* **Written instruction**
Pull out each line below that contains the string "wall", and copy those lines with no changes.

**** Working data

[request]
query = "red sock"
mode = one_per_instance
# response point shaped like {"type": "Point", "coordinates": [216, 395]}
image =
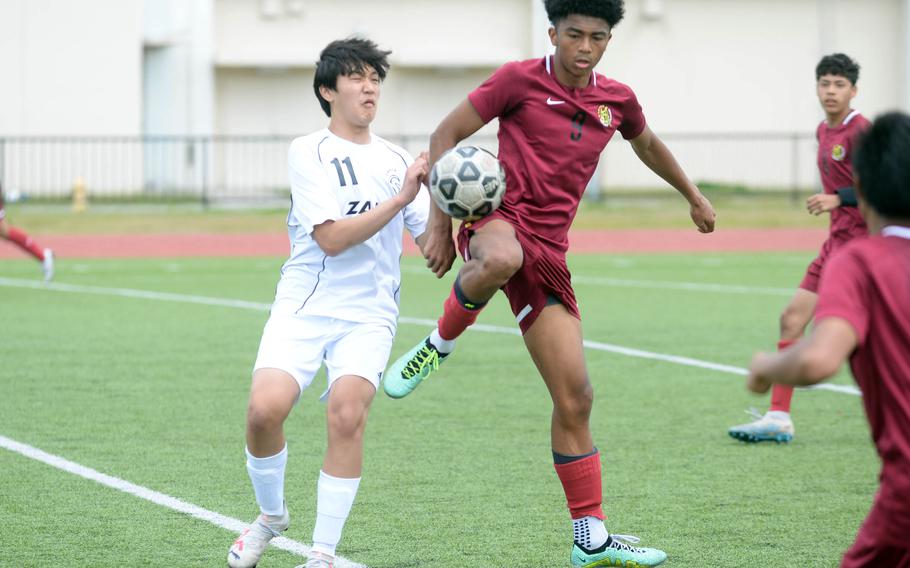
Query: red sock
{"type": "Point", "coordinates": [781, 395]}
{"type": "Point", "coordinates": [455, 318]}
{"type": "Point", "coordinates": [26, 243]}
{"type": "Point", "coordinates": [582, 484]}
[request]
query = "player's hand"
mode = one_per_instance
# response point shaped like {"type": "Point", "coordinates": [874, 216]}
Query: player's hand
{"type": "Point", "coordinates": [822, 203]}
{"type": "Point", "coordinates": [414, 177]}
{"type": "Point", "coordinates": [702, 213]}
{"type": "Point", "coordinates": [439, 249]}
{"type": "Point", "coordinates": [755, 382]}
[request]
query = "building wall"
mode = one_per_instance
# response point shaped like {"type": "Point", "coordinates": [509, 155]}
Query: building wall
{"type": "Point", "coordinates": [71, 68]}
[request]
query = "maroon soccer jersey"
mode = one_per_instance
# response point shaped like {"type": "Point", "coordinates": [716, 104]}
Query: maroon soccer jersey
{"type": "Point", "coordinates": [835, 163]}
{"type": "Point", "coordinates": [550, 140]}
{"type": "Point", "coordinates": [867, 283]}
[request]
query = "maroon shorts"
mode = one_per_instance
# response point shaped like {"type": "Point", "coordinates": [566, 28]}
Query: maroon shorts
{"type": "Point", "coordinates": [814, 272]}
{"type": "Point", "coordinates": [542, 277]}
{"type": "Point", "coordinates": [872, 550]}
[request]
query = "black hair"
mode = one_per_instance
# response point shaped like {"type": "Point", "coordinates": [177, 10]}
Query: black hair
{"type": "Point", "coordinates": [838, 64]}
{"type": "Point", "coordinates": [882, 164]}
{"type": "Point", "coordinates": [610, 10]}
{"type": "Point", "coordinates": [346, 57]}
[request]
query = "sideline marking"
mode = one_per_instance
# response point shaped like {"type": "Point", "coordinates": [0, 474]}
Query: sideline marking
{"type": "Point", "coordinates": [259, 306]}
{"type": "Point", "coordinates": [231, 524]}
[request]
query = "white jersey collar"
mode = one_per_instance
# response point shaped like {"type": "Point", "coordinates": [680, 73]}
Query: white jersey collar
{"type": "Point", "coordinates": [896, 231]}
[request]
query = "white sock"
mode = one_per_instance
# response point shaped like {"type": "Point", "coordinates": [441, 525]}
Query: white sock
{"type": "Point", "coordinates": [267, 475]}
{"type": "Point", "coordinates": [590, 532]}
{"type": "Point", "coordinates": [335, 496]}
{"type": "Point", "coordinates": [444, 346]}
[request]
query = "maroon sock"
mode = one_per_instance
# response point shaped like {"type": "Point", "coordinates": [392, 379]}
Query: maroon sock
{"type": "Point", "coordinates": [782, 395]}
{"type": "Point", "coordinates": [582, 485]}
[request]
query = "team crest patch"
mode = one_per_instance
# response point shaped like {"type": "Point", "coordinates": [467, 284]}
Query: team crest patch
{"type": "Point", "coordinates": [605, 115]}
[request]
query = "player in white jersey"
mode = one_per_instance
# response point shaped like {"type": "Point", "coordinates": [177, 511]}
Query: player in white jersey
{"type": "Point", "coordinates": [353, 194]}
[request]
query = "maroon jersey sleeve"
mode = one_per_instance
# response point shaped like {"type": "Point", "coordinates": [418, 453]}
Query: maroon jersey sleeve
{"type": "Point", "coordinates": [633, 119]}
{"type": "Point", "coordinates": [500, 93]}
{"type": "Point", "coordinates": [844, 292]}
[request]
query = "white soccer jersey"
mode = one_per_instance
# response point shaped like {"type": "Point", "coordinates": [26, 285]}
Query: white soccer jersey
{"type": "Point", "coordinates": [332, 178]}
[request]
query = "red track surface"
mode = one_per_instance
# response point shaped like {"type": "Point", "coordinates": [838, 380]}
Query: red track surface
{"type": "Point", "coordinates": [637, 241]}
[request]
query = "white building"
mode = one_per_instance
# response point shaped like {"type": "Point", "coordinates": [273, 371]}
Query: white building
{"type": "Point", "coordinates": [743, 69]}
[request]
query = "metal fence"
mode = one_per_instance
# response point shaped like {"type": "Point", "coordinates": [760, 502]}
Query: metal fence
{"type": "Point", "coordinates": [253, 169]}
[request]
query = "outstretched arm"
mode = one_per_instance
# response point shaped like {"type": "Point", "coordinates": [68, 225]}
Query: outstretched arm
{"type": "Point", "coordinates": [335, 237]}
{"type": "Point", "coordinates": [655, 154]}
{"type": "Point", "coordinates": [439, 248]}
{"type": "Point", "coordinates": [808, 362]}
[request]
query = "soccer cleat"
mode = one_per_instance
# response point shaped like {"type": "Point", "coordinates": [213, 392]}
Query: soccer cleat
{"type": "Point", "coordinates": [252, 542]}
{"type": "Point", "coordinates": [47, 265]}
{"type": "Point", "coordinates": [774, 426]}
{"type": "Point", "coordinates": [617, 551]}
{"type": "Point", "coordinates": [318, 560]}
{"type": "Point", "coordinates": [412, 368]}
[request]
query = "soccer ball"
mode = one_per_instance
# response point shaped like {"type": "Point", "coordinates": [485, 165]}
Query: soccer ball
{"type": "Point", "coordinates": [467, 183]}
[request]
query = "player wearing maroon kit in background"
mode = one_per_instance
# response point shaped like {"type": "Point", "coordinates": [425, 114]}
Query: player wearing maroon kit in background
{"type": "Point", "coordinates": [863, 315]}
{"type": "Point", "coordinates": [836, 77]}
{"type": "Point", "coordinates": [22, 240]}
{"type": "Point", "coordinates": [555, 117]}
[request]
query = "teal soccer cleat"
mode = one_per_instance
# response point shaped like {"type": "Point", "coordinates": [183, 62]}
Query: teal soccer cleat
{"type": "Point", "coordinates": [616, 552]}
{"type": "Point", "coordinates": [412, 368]}
{"type": "Point", "coordinates": [774, 426]}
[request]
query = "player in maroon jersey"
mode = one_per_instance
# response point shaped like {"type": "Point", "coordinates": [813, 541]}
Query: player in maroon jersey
{"type": "Point", "coordinates": [863, 315]}
{"type": "Point", "coordinates": [836, 77]}
{"type": "Point", "coordinates": [19, 238]}
{"type": "Point", "coordinates": [556, 115]}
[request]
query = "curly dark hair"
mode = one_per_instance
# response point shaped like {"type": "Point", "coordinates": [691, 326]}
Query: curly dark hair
{"type": "Point", "coordinates": [610, 10]}
{"type": "Point", "coordinates": [882, 164]}
{"type": "Point", "coordinates": [838, 64]}
{"type": "Point", "coordinates": [345, 57]}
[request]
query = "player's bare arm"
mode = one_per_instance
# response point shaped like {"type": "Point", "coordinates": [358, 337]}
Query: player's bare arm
{"type": "Point", "coordinates": [822, 203]}
{"type": "Point", "coordinates": [335, 237]}
{"type": "Point", "coordinates": [811, 361]}
{"type": "Point", "coordinates": [461, 123]}
{"type": "Point", "coordinates": [655, 154]}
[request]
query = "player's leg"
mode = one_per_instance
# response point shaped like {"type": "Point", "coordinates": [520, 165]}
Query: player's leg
{"type": "Point", "coordinates": [22, 240]}
{"type": "Point", "coordinates": [355, 363]}
{"type": "Point", "coordinates": [272, 396]}
{"type": "Point", "coordinates": [290, 354]}
{"type": "Point", "coordinates": [776, 425]}
{"type": "Point", "coordinates": [495, 255]}
{"type": "Point", "coordinates": [346, 418]}
{"type": "Point", "coordinates": [554, 341]}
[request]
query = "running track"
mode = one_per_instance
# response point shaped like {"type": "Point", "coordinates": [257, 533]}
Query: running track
{"type": "Point", "coordinates": [276, 244]}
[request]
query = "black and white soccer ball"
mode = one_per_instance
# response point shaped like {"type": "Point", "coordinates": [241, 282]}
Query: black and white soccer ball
{"type": "Point", "coordinates": [467, 183]}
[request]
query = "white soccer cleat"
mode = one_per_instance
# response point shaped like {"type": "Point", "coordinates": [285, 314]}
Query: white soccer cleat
{"type": "Point", "coordinates": [774, 426]}
{"type": "Point", "coordinates": [252, 542]}
{"type": "Point", "coordinates": [47, 265]}
{"type": "Point", "coordinates": [319, 560]}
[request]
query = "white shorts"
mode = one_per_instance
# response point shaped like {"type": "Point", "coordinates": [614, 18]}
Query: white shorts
{"type": "Point", "coordinates": [298, 344]}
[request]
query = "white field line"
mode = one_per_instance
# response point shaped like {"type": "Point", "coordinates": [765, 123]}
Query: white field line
{"type": "Point", "coordinates": [233, 525]}
{"type": "Point", "coordinates": [593, 345]}
{"type": "Point", "coordinates": [657, 284]}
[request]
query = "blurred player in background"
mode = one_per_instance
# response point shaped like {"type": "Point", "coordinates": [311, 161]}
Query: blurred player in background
{"type": "Point", "coordinates": [19, 238]}
{"type": "Point", "coordinates": [863, 315]}
{"type": "Point", "coordinates": [836, 76]}
{"type": "Point", "coordinates": [556, 115]}
{"type": "Point", "coordinates": [353, 194]}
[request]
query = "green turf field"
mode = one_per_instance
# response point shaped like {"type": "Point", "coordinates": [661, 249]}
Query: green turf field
{"type": "Point", "coordinates": [153, 391]}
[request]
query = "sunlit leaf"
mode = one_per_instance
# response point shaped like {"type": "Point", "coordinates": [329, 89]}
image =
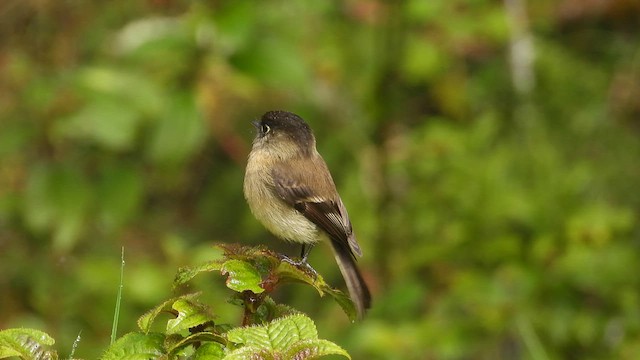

********

* **Answer to this task**
query = "building wall"
Query: building wall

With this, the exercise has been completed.